DATASET CONTENT
────────────────────────────────────────

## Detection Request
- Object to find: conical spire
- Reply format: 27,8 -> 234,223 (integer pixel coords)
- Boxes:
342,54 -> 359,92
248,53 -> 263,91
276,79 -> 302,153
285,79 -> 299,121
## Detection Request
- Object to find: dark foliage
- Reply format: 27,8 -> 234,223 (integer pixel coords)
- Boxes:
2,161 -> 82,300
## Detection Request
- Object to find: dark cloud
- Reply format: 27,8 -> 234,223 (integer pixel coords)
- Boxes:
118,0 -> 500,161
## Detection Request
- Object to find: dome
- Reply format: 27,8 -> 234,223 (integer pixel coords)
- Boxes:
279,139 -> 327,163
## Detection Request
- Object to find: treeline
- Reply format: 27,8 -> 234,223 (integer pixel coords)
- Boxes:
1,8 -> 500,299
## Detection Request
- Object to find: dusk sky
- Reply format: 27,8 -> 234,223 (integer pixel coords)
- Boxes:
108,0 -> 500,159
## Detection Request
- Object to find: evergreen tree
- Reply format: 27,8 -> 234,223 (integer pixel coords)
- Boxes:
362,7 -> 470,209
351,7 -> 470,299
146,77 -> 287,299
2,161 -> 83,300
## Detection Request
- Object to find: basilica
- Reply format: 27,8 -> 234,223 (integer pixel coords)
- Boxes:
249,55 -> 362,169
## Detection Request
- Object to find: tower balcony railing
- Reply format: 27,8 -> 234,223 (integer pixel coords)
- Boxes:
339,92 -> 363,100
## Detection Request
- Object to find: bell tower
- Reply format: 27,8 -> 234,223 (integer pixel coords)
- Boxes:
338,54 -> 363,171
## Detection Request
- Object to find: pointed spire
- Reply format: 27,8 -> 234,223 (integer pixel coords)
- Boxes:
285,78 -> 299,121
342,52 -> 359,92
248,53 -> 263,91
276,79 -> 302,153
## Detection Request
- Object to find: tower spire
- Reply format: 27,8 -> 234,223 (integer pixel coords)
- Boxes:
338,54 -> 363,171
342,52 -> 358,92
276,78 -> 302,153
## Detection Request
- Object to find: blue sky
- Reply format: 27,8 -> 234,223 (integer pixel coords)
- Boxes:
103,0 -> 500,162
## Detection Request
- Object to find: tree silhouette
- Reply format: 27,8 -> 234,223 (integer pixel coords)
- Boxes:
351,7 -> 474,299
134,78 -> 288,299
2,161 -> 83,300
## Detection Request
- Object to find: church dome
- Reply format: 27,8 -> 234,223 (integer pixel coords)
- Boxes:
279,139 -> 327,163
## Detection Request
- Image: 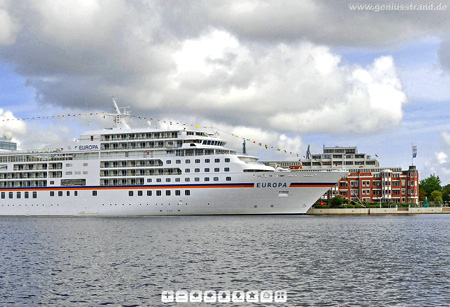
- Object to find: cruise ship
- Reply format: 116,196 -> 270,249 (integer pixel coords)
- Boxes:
0,101 -> 347,216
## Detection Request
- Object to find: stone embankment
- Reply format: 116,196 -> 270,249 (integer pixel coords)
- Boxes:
306,207 -> 450,215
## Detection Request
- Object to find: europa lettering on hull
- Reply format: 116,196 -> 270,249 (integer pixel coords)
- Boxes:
78,145 -> 98,150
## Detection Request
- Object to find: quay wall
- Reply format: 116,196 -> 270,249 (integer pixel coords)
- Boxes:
306,207 -> 450,215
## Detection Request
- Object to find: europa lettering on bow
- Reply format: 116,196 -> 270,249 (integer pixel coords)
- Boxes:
256,182 -> 287,189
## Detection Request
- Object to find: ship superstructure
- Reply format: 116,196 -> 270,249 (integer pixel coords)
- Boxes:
0,102 -> 346,216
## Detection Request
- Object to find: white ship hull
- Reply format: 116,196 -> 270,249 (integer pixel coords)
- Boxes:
0,172 -> 344,216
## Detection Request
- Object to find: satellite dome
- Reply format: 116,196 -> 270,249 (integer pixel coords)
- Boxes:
3,131 -> 13,141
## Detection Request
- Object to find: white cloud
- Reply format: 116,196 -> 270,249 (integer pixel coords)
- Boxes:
441,131 -> 450,146
0,1 -> 20,45
398,63 -> 450,101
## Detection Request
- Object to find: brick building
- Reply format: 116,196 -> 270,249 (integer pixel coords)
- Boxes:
264,147 -> 419,204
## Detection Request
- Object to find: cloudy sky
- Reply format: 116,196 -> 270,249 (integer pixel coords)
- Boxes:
0,0 -> 450,183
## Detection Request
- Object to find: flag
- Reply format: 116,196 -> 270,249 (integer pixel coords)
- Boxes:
306,145 -> 311,159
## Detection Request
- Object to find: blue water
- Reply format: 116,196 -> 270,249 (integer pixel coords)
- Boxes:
0,215 -> 450,306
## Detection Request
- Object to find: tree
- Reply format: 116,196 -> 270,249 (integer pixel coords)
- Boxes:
419,175 -> 442,198
431,191 -> 442,202
442,184 -> 450,201
330,195 -> 344,208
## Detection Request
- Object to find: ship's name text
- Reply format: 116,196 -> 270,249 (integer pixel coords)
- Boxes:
78,145 -> 98,150
256,182 -> 287,189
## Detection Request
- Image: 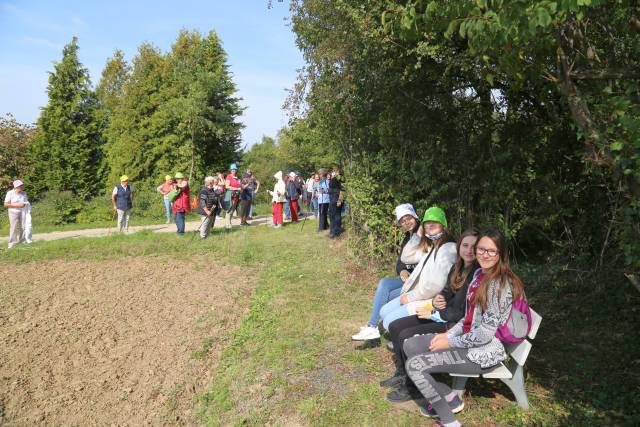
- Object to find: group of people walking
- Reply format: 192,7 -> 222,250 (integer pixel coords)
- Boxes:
269,167 -> 345,238
351,204 -> 530,427
4,163 -> 344,248
150,163 -> 260,239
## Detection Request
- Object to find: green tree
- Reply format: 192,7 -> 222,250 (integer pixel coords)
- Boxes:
0,114 -> 38,188
30,37 -> 103,198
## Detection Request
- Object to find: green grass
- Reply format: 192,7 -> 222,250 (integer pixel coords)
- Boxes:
0,221 -> 640,426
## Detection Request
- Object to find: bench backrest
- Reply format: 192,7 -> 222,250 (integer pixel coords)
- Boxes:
504,309 -> 542,366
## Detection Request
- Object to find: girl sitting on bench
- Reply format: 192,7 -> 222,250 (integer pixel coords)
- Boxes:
403,230 -> 524,427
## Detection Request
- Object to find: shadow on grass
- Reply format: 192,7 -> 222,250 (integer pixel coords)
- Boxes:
520,266 -> 640,426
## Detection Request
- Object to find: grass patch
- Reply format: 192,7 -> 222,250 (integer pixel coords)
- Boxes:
0,222 -> 640,426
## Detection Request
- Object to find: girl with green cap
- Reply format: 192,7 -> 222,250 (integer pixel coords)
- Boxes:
380,206 -> 456,330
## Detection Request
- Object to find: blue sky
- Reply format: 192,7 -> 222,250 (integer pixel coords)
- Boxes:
0,0 -> 304,149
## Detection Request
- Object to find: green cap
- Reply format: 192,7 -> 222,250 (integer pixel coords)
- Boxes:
422,206 -> 447,228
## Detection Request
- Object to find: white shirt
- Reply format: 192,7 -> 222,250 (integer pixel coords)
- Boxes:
111,184 -> 133,196
4,190 -> 29,213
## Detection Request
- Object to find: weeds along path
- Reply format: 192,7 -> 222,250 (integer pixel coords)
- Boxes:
0,251 -> 254,425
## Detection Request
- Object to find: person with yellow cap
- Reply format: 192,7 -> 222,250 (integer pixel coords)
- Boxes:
156,175 -> 173,224
111,175 -> 133,233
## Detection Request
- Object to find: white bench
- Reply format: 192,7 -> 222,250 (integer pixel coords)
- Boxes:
449,310 -> 542,409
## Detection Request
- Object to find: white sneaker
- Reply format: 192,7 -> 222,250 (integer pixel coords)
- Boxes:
351,326 -> 380,341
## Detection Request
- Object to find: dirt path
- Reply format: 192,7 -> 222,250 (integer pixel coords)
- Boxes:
0,216 -> 271,242
0,257 -> 254,426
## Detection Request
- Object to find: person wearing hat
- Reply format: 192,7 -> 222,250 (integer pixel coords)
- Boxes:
111,175 -> 133,233
351,203 -> 420,341
247,169 -> 260,219
380,206 -> 457,330
287,172 -> 302,224
240,170 -> 253,226
267,171 -> 287,228
316,169 -> 329,231
172,172 -> 191,236
156,175 -> 173,224
224,163 -> 242,229
4,179 -> 31,249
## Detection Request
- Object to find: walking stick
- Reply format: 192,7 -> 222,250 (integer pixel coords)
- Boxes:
191,215 -> 211,242
107,209 -> 116,236
300,197 -> 311,231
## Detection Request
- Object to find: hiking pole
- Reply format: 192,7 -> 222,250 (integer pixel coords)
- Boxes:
191,215 -> 211,242
300,197 -> 311,231
107,209 -> 116,236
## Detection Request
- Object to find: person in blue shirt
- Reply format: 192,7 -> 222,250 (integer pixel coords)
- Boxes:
316,169 -> 329,231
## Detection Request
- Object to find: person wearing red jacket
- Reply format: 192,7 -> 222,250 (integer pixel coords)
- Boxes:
172,172 -> 191,236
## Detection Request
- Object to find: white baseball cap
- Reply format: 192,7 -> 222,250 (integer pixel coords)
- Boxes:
394,203 -> 418,224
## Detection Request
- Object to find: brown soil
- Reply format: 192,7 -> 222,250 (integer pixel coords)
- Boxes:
0,257 -> 253,425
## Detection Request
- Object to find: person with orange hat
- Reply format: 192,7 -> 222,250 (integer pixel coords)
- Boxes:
111,175 -> 133,233
4,179 -> 29,249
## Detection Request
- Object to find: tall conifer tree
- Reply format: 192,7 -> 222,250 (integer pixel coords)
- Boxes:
31,37 -> 102,198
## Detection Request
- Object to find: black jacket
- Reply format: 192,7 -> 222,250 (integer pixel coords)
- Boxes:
198,187 -> 220,215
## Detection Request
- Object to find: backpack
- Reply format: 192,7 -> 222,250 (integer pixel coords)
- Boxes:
496,296 -> 533,344
167,190 -> 182,203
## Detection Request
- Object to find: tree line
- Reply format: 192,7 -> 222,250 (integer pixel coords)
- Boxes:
278,0 -> 640,283
0,30 -> 242,200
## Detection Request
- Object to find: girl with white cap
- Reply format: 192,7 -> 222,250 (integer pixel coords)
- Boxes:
351,203 -> 420,341
4,179 -> 29,249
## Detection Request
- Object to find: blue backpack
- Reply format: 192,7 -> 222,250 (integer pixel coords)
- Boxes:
496,296 -> 533,344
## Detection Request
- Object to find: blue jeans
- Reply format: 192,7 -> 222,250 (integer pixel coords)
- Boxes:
162,196 -> 171,222
380,297 -> 411,331
367,277 -> 402,328
174,212 -> 186,234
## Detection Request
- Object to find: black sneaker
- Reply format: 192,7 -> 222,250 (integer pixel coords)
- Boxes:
380,373 -> 407,387
420,395 -> 464,418
387,382 -> 421,403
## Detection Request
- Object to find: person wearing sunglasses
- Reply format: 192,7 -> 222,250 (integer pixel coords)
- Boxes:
403,229 -> 524,427
351,203 -> 420,341
380,206 -> 457,330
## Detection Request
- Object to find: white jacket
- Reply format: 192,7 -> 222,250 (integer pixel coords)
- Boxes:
400,233 -> 457,313
269,171 -> 287,203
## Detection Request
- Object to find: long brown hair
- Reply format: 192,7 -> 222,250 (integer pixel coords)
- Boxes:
473,228 -> 524,310
449,227 -> 480,294
420,221 -> 454,255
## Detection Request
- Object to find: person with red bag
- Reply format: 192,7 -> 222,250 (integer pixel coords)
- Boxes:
172,172 -> 191,236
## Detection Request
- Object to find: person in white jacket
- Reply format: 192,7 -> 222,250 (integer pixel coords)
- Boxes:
4,179 -> 31,249
380,206 -> 456,330
267,171 -> 286,228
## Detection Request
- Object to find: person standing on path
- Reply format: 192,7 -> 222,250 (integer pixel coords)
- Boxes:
287,172 -> 301,224
156,175 -> 173,224
240,171 -> 253,226
269,171 -> 287,228
224,163 -> 241,229
4,179 -> 31,249
329,167 -> 344,239
316,169 -> 329,231
111,175 -> 133,233
173,172 -> 190,236
247,170 -> 260,219
198,176 -> 221,240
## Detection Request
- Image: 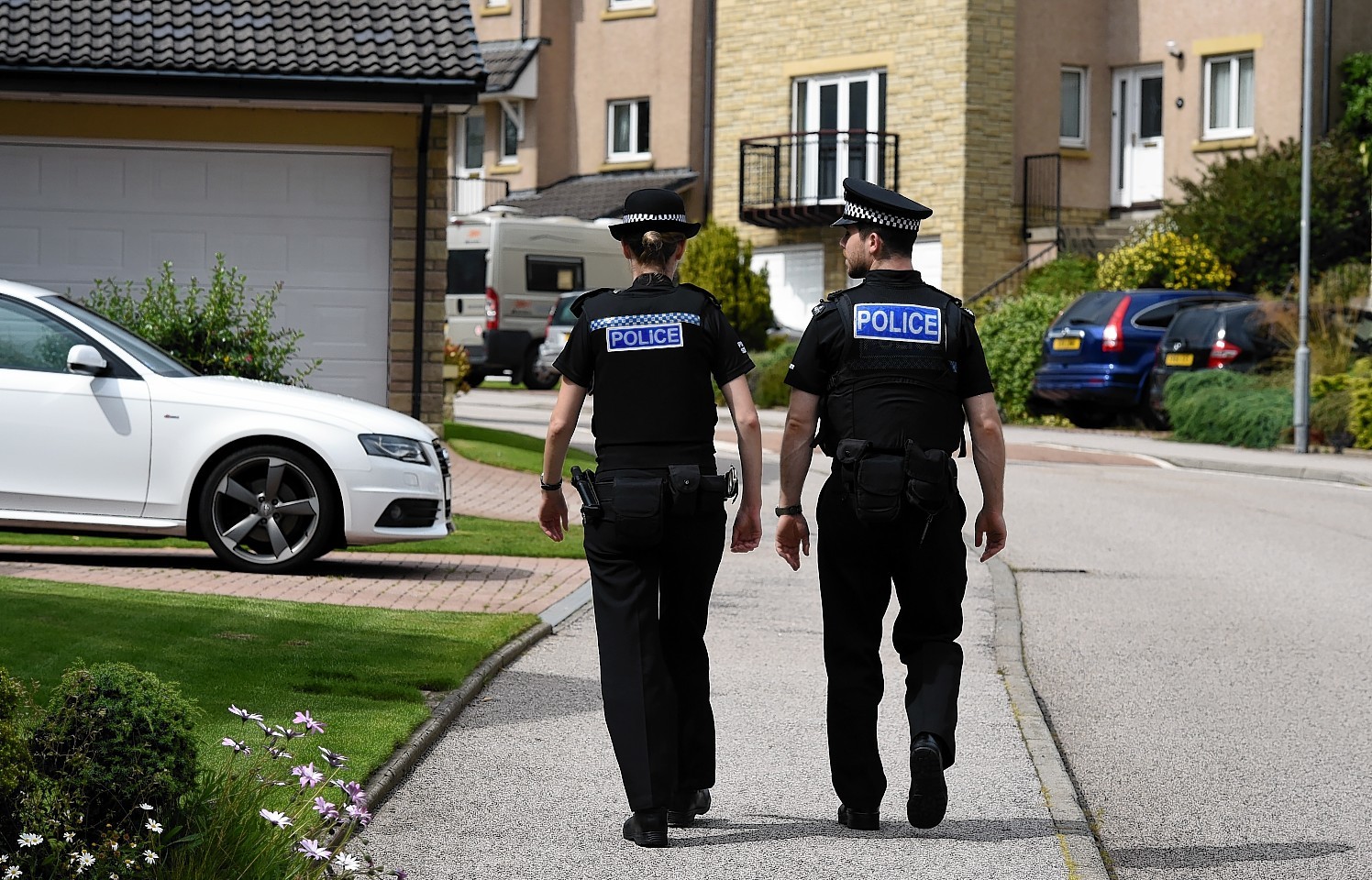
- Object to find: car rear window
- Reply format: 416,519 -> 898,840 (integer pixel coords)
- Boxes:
1054,291 -> 1123,326
1167,308 -> 1220,341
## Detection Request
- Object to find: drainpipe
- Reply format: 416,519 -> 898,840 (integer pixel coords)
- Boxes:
700,0 -> 713,219
410,94 -> 434,418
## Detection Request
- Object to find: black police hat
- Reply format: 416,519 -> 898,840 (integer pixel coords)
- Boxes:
609,189 -> 700,241
833,177 -> 935,233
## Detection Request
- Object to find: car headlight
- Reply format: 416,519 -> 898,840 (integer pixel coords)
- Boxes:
357,434 -> 429,465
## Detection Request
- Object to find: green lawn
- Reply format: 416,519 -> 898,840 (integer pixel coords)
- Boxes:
0,576 -> 535,780
443,423 -> 595,477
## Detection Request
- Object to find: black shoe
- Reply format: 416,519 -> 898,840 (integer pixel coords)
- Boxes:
625,808 -> 667,846
838,803 -> 880,830
905,733 -> 948,828
667,788 -> 709,828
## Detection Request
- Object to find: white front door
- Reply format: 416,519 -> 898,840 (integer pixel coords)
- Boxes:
1110,64 -> 1164,207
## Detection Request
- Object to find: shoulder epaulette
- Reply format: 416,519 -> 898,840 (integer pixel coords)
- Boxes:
677,281 -> 725,311
572,288 -> 614,318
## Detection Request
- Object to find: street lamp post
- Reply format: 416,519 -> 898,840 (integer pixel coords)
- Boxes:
1292,0 -> 1314,452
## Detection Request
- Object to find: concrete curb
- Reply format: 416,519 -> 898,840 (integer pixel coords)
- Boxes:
366,581 -> 592,813
1158,455 -> 1372,487
987,558 -> 1112,880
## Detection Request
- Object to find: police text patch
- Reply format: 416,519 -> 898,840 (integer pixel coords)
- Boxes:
854,302 -> 943,346
605,321 -> 683,351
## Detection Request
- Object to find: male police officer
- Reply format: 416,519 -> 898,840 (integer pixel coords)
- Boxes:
777,178 -> 1006,830
537,189 -> 761,846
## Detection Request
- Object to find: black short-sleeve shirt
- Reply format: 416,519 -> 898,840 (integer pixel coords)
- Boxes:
786,270 -> 995,449
556,274 -> 753,471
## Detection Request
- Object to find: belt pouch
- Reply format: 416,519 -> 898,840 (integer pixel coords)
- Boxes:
667,465 -> 701,517
905,443 -> 957,515
852,455 -> 905,525
611,477 -> 663,547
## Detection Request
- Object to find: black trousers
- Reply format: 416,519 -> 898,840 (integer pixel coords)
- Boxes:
586,488 -> 725,810
816,476 -> 968,811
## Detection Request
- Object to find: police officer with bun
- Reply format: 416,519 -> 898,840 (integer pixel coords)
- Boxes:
537,189 -> 761,847
777,178 -> 1006,830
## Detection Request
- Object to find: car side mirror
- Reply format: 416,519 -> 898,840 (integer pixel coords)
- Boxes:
67,346 -> 110,376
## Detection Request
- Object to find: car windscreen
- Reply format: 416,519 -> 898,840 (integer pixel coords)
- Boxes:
1052,291 -> 1123,327
553,296 -> 576,326
1164,307 -> 1220,346
42,296 -> 199,379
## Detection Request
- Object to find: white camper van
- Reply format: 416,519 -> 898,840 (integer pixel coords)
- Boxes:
445,210 -> 628,388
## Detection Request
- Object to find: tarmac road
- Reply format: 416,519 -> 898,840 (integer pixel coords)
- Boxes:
1006,454 -> 1372,880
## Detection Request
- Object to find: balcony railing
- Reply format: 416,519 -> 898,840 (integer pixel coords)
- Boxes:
448,177 -> 511,216
738,129 -> 900,229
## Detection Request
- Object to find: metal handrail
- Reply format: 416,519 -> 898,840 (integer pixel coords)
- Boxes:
962,241 -> 1057,305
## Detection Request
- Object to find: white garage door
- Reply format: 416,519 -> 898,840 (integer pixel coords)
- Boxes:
0,143 -> 391,404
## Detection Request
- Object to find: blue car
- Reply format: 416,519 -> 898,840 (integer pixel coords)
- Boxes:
1028,291 -> 1253,428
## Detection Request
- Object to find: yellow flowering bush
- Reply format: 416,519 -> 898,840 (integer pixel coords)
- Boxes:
1098,229 -> 1234,291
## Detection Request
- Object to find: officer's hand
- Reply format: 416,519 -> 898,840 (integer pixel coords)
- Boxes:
977,507 -> 1006,562
728,504 -> 763,553
777,514 -> 810,572
537,490 -> 567,542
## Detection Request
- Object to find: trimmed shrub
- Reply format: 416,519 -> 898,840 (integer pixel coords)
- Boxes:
1165,133 -> 1372,293
85,254 -> 321,385
33,664 -> 196,832
977,280 -> 1079,423
678,221 -> 775,351
0,669 -> 33,838
1098,226 -> 1234,291
747,343 -> 796,407
1164,370 -> 1294,449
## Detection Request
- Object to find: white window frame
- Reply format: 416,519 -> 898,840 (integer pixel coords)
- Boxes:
1057,64 -> 1090,149
605,97 -> 653,161
497,99 -> 524,164
1200,50 -> 1258,140
791,67 -> 886,204
454,104 -> 490,177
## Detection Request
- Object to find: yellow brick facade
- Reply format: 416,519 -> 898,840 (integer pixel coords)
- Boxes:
711,0 -> 1023,296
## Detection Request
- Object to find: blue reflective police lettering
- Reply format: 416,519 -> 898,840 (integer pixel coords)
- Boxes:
605,322 -> 682,351
854,302 -> 943,346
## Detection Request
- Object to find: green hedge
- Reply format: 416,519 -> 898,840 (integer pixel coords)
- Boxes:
1164,370 -> 1294,449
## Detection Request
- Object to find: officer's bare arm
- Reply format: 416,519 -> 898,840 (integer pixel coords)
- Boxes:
777,388 -> 819,507
963,392 -> 1006,562
537,376 -> 586,542
720,376 -> 763,553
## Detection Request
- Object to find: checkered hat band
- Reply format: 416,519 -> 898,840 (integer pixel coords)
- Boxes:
844,202 -> 919,232
625,214 -> 686,224
592,311 -> 700,332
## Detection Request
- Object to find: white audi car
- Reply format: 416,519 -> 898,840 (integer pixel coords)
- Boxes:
0,281 -> 453,573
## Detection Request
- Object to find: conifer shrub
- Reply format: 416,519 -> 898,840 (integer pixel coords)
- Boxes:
1164,370 -> 1294,449
33,664 -> 196,832
678,221 -> 775,351
83,254 -> 320,385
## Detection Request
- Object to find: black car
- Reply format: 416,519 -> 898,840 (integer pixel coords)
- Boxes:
1028,291 -> 1253,428
1148,302 -> 1297,418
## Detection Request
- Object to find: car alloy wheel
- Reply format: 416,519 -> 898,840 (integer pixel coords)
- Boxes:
200,446 -> 334,573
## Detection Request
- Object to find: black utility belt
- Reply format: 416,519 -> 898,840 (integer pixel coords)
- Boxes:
835,439 -> 957,532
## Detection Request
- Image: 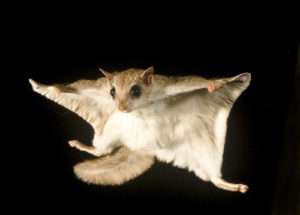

────────────────────────────────────────

WRITTEN PROBLEM
Pick out every line of the records that contains the word "jacket" and copy each one.

ANSWER TO THIS TASK
- Object to find: person wearing red jacket
- Object to find: black jacket
- Object to find: white jacket
- Object to find: person in white jacket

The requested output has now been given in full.